Extract →
In the aftermath of a terrorist attack in Libya that killed our ambassador and three other Americans, the Obama administration was quick to scapegoat a film called “The Innocence of Muslims” for the attack, claiming that the film caused the attack. But in reality, the attack was pre-planned, and within 24 hours, the administration knew it was a terrorist attack, not a “spontaneous” eruption of outrage over the film, as it later repeatedly claimed on TV:
U.S. intelligence officials knew within 24 hours of the assault on the U.S. Consulate in Libya that it was a terrorist attack and suspected Al Qaeda-tied elements were involved, sources told Fox News — though it took the administration a week to acknowledge it.
The account conflicts with claims on the Sunday after the attack by U.S. Ambassador to the United Nations Susan Rice that the administration believed the strike was a “spontaneous” event triggered by protests in Egypt over an anti-Islam film.
Two senior U.S. officials said the Obama administration internally labeled the attack terrorism from the first day in order to unlock and mobilize certain resources to respond, and that officials were looking for one specific suspect.
Yet, “four days later, the White House sent U.N. Ambassador Susan Rice to five different Sunday talk shows to claim that the sacking and assassination sprang from a ‘spontaneous‘ demonstration. That no longer can be explained as initial confusion over conflicting reports; it is now clearly a lie told by the White House.” (The fact that terrorists, rather than demonstrators, overran the “poorly-secured” American consulate may have helped make it a “catastrophic intelligence loss.”)

Data rows →
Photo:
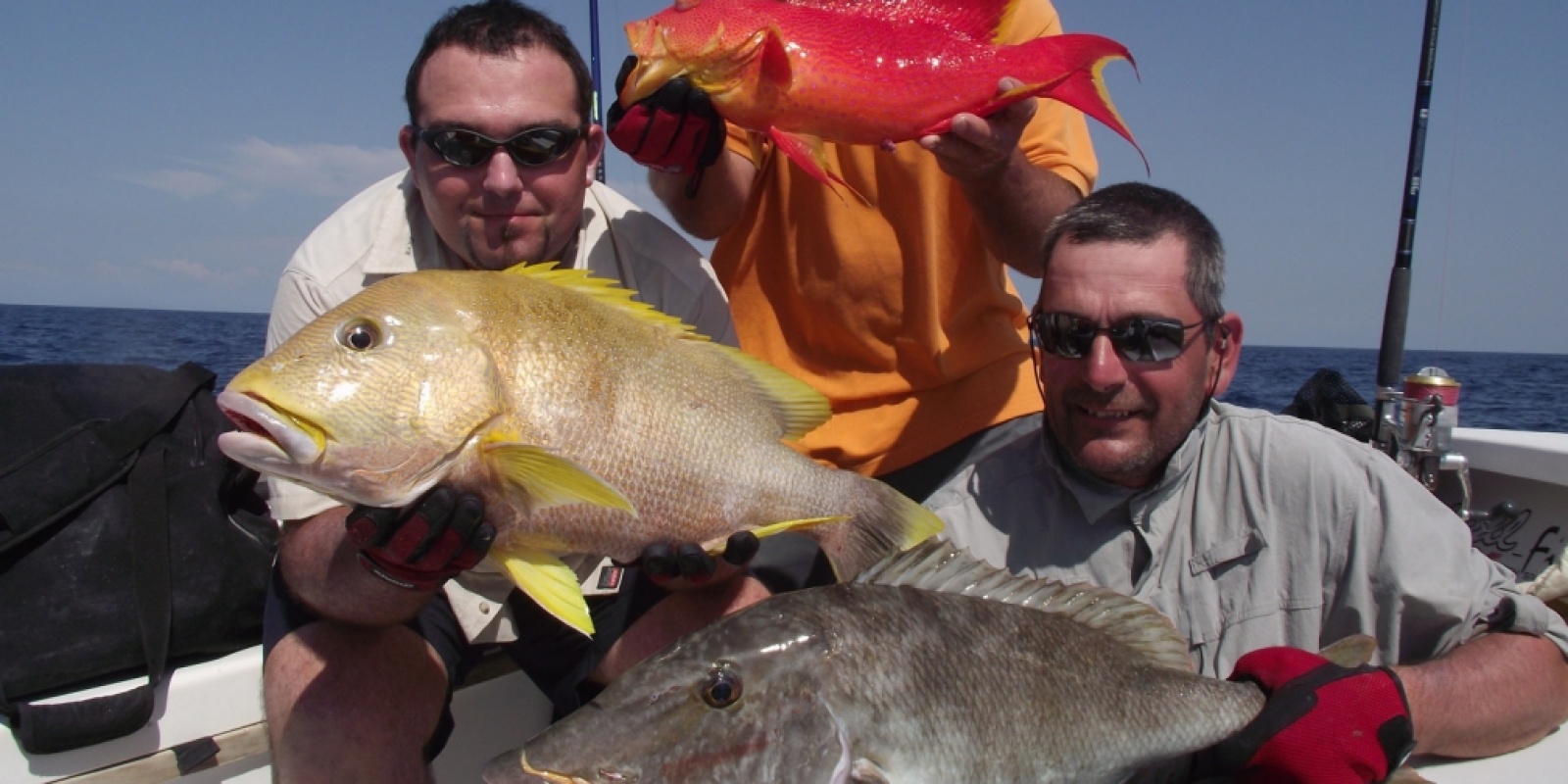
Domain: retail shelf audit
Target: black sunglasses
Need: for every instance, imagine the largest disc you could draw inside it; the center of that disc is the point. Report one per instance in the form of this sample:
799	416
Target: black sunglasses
1136	339
530	148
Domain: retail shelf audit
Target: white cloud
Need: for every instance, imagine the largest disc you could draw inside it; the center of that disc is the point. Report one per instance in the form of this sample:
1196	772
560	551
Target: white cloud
248	169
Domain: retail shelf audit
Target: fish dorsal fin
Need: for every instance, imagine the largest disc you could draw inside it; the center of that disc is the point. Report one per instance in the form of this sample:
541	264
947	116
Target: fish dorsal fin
974	20
940	566
797	407
604	290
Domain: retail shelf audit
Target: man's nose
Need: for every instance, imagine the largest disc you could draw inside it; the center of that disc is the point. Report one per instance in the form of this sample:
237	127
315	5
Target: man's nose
501	172
1104	366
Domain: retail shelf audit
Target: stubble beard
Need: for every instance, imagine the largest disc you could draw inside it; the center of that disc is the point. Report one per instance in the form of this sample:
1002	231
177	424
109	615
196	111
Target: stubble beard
480	258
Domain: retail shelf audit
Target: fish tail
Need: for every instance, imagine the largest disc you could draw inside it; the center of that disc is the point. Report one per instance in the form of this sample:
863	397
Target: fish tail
1068	68
883	522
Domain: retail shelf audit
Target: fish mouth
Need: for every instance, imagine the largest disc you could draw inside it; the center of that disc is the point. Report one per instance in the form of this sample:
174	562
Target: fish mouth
267	435
512	767
655	67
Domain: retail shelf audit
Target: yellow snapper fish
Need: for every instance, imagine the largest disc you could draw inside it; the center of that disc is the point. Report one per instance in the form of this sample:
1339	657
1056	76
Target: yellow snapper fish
587	420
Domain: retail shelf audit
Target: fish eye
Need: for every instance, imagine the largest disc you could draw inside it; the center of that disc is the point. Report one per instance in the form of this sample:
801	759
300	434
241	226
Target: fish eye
721	687
360	336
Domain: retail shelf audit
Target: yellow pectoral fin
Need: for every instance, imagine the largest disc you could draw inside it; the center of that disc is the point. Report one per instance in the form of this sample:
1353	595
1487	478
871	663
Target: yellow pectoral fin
717	546
549	582
553	480
808	154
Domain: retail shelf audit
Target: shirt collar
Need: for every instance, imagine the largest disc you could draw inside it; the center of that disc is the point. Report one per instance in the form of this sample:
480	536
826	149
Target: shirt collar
1098	498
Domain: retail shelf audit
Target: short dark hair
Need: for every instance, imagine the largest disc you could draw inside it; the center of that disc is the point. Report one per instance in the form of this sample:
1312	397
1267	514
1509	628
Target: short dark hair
499	27
1134	212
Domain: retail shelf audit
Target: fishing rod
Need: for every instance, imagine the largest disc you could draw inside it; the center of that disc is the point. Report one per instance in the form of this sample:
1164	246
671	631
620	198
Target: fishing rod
1427	402
1396	313
593	67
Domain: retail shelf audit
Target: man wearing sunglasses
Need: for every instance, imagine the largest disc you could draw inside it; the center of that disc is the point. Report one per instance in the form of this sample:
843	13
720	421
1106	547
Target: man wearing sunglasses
368	629
898	306
1261	537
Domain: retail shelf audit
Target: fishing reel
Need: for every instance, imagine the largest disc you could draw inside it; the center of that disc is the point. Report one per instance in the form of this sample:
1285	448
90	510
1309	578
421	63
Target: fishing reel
1416	430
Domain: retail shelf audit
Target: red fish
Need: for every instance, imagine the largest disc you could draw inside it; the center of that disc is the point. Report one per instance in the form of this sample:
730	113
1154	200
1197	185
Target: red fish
861	73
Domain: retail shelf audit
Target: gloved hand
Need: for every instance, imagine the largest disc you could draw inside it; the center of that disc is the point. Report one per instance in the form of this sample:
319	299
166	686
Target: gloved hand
665	564
425	543
674	130
1322	723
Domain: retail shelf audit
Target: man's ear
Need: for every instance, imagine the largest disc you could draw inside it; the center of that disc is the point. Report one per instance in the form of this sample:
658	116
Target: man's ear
1227	350
407	141
595	146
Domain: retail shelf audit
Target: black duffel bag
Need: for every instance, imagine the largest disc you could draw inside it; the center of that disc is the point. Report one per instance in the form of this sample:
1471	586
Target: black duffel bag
127	543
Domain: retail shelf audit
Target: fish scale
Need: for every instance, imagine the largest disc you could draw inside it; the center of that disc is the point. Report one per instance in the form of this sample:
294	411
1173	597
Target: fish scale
911	682
869	73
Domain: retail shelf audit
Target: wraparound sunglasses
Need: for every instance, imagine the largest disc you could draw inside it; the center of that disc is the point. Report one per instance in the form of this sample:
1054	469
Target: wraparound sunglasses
529	148
1136	339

What to do →
#1 Answer from the Libya attack passage:
(a) How many other Americans were killed along with the ambassador?
(b) Within how many hours did U.S. intelligence officials know the assault was a terrorist attack?
(c) To how many Sunday talk shows did the White House send Susan Rice?
#2 Print the Libya attack passage starting at "Two senior U.S." and ending at "one specific suspect.".
The records have no connection to the Libya attack passage.

Full answers →
#1
(a) Three
(b) 24
(c) Five

#2
Two senior U.S. officials said the Obama administration internally labeled the attack terrorism from the first day in order to unlock and mobilize certain resources to respond, and that officials were looking for one specific suspect.